**Coordinate annotation entries**
::::

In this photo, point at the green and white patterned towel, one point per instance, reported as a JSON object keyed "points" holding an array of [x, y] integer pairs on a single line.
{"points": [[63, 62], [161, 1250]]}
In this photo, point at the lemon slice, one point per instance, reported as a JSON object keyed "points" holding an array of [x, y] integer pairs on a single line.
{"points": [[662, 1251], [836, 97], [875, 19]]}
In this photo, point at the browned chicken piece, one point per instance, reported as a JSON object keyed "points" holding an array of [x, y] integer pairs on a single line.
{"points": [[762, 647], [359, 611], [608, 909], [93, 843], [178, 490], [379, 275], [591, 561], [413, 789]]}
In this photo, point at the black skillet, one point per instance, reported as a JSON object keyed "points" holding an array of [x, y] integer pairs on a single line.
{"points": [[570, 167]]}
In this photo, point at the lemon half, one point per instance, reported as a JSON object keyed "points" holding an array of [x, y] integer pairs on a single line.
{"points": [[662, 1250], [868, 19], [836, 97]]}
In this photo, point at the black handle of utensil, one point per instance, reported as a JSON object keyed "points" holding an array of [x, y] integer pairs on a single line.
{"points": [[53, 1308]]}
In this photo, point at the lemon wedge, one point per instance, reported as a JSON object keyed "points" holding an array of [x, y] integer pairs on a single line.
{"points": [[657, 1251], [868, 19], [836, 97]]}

::::

**Work required**
Copy the records word for word, starting at the line that contains "In this photo, point at the black skillet, one" and continuing through the last line of the records.

**Expected answer**
In this photo, point at the black skillet, one point per instance, reported as a JSON object keyed "points" holding an array of [x, y] integer pairs on a single line.
{"points": [[570, 167]]}
In this photo, point at the lemon half, one point per instance, reported as a JSON object keyed "points" holding an array of [x, y] integer pairs on a single line.
{"points": [[662, 1250], [868, 19], [836, 97]]}
In this photo, point at the black handle of utensil, one point per instance, reported as a JSON object keyed "points" holding an array of [x, y] integer pairs on a single line.
{"points": [[53, 1308]]}
In this photo, point at the lemon wedge, one point per instance, reported as a JSON object keyed "points" holding an array of [x, y] integer pairs on a single line.
{"points": [[657, 1251], [868, 19], [836, 97]]}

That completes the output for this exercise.